REQUIREMENT 1:
Reproduce everything from "As the head" down to "the human genome." in the article on the Personal Genome Project.
REQUIREMENT 2:
According to the article on the Personal Genome Project, what does a personal sequence of genetic code currently cost?
REQUIREMENT 3:
Pick up the article on the Personal Genome Project after its final sentence and keep writing.

HMS Prof To Expand Genome Database

The billion-dollar plan would decode the DNA of 100,000 people

Unnamed photo
Elisa M. Orr

Currently, your personal sequence of genetic code costs the hefty sum of $350,000, but in as little as five years, you might be able to buy your own genome for just under $1,000.

Harvard Medical School professor George M. Church foresees a future in which the average individual can not only get his or her genetic code sequenced at an affordable cost, but also use this information to create a personal risk profile for common diseases.

As the head of the Personal Genome Project (PGP), Church plans to spend $1 billion to decode the DNA of 100,000 people in hopes of shedding light on the mysteries of the human genome.

“Genomics is a new idea,” said Church, a Harvard Ph.D. whose Web site features the letter he received when he failed out of Duke’s doctoral program in the 1970s. “Like the PC, it’s not obvious at first that anyone would want one. It’s like, ‘Hey, we’ve already got one genome, why do we need more?’”

LISTED RECORDS:

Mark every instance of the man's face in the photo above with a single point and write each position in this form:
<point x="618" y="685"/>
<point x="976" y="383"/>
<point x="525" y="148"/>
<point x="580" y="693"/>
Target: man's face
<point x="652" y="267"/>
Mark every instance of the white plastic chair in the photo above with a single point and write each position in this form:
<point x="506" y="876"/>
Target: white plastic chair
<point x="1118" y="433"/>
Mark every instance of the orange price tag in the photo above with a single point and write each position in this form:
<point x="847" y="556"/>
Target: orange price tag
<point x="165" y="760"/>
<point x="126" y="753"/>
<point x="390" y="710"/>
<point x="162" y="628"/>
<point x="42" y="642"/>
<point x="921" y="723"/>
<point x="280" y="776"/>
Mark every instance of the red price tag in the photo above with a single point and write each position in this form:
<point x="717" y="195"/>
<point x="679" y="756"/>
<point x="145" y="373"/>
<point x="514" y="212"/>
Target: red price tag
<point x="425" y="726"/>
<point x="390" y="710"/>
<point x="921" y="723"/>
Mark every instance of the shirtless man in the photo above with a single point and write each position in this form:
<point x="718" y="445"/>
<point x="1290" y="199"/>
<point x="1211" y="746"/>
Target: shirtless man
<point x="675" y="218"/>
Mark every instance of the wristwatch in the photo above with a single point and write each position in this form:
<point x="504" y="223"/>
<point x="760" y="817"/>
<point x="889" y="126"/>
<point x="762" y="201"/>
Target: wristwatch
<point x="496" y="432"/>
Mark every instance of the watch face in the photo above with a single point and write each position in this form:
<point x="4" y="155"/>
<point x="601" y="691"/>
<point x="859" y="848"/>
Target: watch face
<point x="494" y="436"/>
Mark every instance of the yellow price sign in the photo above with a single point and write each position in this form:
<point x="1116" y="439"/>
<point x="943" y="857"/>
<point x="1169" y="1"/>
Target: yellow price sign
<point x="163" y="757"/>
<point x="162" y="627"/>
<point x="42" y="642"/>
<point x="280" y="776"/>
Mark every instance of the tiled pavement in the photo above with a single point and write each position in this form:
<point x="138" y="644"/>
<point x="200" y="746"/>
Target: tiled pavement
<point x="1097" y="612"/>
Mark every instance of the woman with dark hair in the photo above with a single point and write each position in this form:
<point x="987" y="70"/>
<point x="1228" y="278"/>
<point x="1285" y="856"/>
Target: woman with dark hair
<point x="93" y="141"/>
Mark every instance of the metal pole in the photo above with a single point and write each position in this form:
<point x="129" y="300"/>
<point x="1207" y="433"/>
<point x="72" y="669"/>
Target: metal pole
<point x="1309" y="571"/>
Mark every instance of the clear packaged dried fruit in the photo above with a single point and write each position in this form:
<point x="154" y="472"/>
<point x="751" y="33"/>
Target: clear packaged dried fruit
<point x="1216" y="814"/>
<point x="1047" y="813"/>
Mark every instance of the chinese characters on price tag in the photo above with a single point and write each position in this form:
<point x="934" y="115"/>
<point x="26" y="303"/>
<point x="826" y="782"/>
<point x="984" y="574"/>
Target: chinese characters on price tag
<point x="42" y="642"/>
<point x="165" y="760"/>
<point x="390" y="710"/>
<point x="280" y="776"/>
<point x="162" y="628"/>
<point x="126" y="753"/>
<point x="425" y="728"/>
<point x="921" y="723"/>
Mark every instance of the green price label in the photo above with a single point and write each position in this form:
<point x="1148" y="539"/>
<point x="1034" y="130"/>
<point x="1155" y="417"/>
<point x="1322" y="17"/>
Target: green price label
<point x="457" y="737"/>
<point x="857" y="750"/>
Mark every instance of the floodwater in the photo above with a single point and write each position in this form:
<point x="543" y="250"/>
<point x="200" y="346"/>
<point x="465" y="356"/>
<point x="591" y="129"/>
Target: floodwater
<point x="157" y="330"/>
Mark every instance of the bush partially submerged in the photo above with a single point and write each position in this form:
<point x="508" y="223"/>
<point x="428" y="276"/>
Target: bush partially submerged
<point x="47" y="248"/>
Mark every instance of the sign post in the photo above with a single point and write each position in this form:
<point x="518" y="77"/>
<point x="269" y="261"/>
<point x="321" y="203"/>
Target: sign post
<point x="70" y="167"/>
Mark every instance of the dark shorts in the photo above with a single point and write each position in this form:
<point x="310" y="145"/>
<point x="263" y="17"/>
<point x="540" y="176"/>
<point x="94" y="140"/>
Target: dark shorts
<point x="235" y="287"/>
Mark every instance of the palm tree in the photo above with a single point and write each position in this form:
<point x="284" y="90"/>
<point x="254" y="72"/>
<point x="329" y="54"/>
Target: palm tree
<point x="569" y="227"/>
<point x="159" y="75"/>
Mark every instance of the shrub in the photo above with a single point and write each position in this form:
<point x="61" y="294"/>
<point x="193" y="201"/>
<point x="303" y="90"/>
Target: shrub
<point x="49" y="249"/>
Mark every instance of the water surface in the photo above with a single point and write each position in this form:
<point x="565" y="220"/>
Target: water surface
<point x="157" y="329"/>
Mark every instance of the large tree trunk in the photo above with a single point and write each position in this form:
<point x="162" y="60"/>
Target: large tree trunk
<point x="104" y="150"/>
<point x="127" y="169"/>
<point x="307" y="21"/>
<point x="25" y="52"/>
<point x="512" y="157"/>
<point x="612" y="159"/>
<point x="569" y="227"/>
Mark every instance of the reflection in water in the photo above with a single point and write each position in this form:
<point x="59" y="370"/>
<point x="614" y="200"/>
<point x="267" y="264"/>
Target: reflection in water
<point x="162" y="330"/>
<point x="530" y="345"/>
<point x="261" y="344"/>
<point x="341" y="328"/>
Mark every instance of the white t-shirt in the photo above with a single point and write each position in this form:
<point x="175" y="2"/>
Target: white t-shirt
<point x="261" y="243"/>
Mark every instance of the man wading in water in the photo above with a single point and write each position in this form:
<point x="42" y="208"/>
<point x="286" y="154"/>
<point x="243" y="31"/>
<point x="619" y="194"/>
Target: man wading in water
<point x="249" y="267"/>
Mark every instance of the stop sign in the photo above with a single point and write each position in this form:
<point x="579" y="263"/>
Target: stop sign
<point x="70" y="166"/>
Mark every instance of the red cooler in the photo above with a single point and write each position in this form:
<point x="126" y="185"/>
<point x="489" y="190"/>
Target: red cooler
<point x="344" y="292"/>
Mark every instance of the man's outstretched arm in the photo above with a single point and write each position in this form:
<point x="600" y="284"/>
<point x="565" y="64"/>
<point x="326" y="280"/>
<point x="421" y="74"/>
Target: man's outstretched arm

ANSWER AREA 1:
As the head of the Personal Genome Project (PGP), Church plans to spend $1 billion to decode the DNA of 100,000 people in hopes of shedding light on the mysteries of the human genome.

ANSWER AREA 2:
$350,000

ANSWER AREA 3:
Church hopes that with time, people will recognize the benefits of having their personal genome sequenced.

He adds that building trust within the community is key to the PGP’s success.

“Everybody has a fax machine, but no one wants to [give] the number out,” Church said. “There’s a lot of stuff people aren’t used to sharing, so you have to start with people who are really ready to do so.”


While Church, an amiable man who speaks with the confidence of a visionary, says he might be able to get one million people signed up, so far he has just ten. One of whom is him.

The group, affectionately known as “the PGP-10,” has agreed to share their DNA sequences and medical records, and has already contributed blood, skin, and oral mucosa cells to the project.

Before providing tissue samples, the PGP-10 had to pass a series of exams assessing their interest, testing their knowledge of genomics and study protocol, and making sure that they understood the benefits and risks associated with their participation.

“I spent hours on the consent process,” said John D. Halamka, the Medical School’s chief information officer. “It was really a great dialogue.”

Halamka volunteered to participate in the PGP primarily due to his background combining medicine and technology.

“I have always been interested in being a guinea pig myself,” Halamka said. “I want to share the good and the bad, and hopefully society will learn from my experience.”

Venture capitalist Esther Dyson ’71, who is also a member of the PGP-10, cited the project as an opportunity to raise awareness about the importance of gene-sequencing.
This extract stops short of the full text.